From the entries below, pull out each line that contains the word "pitch".

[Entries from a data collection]
....
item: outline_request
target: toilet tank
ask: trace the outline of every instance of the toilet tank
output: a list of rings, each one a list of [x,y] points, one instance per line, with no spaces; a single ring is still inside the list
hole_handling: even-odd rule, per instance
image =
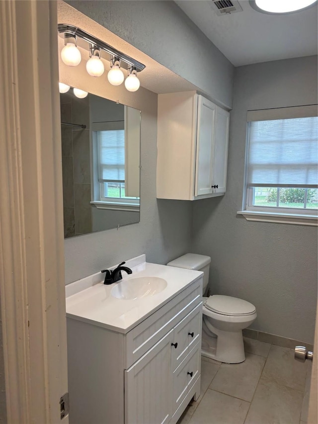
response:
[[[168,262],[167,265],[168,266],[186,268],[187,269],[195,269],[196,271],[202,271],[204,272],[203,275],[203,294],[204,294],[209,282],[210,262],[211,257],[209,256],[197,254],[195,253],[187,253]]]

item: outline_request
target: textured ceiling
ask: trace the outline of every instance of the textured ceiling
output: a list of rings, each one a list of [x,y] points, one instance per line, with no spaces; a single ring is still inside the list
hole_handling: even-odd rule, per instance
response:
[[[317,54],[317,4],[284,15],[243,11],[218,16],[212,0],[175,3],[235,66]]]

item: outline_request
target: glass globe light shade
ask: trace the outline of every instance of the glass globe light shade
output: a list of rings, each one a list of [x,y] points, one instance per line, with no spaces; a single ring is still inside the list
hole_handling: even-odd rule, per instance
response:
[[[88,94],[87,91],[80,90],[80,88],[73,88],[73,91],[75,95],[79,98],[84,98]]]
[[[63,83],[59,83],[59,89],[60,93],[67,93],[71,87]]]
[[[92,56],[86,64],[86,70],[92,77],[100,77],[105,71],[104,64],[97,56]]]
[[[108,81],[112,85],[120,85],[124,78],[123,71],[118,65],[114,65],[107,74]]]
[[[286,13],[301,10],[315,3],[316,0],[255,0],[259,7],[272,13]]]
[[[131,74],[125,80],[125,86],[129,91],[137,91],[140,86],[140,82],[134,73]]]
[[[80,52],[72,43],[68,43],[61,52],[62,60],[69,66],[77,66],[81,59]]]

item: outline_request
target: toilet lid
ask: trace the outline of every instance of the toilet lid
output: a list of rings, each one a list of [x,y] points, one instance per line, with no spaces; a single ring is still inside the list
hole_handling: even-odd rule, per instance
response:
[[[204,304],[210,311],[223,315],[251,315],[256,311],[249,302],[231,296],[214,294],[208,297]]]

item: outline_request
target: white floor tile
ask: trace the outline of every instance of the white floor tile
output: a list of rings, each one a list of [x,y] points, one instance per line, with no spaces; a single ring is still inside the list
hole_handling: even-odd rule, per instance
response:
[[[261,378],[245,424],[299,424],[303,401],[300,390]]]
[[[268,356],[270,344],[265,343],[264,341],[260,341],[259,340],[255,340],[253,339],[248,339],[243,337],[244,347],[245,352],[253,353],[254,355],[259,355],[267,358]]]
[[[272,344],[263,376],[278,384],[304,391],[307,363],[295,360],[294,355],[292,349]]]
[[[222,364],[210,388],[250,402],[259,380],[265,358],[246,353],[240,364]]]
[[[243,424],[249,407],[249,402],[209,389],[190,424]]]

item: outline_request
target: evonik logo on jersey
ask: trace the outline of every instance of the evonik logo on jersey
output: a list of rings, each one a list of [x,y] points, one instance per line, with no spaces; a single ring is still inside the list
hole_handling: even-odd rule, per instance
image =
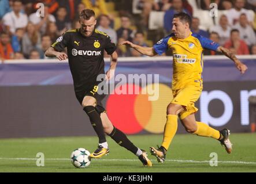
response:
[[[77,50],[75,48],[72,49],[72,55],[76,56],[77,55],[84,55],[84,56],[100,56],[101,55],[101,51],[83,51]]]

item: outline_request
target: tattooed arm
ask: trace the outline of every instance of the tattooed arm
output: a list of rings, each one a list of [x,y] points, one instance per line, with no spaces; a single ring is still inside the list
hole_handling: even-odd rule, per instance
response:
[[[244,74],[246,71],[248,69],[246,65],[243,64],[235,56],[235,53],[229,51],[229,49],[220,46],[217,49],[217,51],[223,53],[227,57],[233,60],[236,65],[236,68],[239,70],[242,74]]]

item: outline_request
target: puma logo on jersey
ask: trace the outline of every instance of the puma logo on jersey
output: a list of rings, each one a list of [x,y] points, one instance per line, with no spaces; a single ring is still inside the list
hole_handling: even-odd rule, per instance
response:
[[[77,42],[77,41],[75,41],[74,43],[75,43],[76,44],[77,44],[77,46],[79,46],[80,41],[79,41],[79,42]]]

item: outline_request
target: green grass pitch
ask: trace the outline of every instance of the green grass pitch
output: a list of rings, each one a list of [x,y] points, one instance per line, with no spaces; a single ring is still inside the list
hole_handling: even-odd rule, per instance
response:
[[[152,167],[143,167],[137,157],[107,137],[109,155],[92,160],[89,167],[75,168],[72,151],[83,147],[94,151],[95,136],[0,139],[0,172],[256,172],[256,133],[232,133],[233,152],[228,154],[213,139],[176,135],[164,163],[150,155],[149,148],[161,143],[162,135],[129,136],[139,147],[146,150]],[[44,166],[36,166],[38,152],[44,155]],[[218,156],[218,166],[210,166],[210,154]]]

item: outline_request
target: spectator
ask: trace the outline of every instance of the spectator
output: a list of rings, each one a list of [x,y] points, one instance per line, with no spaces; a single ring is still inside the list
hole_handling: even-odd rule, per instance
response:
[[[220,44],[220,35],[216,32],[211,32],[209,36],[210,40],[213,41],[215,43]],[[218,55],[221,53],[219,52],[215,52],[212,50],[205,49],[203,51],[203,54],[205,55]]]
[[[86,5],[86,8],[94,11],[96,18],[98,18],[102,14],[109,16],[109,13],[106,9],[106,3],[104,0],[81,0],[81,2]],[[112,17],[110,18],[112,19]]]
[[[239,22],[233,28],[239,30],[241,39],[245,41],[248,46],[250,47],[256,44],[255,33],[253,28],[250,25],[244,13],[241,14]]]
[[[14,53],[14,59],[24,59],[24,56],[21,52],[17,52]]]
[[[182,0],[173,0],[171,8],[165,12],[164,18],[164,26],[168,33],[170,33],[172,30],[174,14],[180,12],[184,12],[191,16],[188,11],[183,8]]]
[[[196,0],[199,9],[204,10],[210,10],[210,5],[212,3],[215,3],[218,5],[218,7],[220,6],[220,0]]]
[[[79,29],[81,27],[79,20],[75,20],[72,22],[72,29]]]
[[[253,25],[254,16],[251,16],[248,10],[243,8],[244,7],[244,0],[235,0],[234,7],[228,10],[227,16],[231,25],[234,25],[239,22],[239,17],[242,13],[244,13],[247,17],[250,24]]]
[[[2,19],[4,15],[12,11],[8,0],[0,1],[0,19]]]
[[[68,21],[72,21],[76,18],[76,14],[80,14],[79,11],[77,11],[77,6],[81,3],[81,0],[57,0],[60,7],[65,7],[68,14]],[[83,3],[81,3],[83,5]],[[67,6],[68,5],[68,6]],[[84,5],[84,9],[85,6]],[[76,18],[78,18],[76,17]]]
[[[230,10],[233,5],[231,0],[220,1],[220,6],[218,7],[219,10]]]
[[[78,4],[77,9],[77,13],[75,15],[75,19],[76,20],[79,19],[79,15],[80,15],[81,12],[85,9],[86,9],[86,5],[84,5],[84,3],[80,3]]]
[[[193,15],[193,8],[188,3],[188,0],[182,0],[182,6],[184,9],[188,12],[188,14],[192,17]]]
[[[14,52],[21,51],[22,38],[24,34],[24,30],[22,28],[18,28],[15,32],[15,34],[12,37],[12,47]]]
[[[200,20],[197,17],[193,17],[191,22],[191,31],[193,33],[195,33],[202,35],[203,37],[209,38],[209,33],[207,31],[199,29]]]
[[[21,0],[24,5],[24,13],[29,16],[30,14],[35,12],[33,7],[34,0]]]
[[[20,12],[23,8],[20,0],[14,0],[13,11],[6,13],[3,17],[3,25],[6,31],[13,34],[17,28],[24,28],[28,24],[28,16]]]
....
» TASK OUTPUT
target: green grass pitch
ask: trace the outline of every instance of the green grass pitch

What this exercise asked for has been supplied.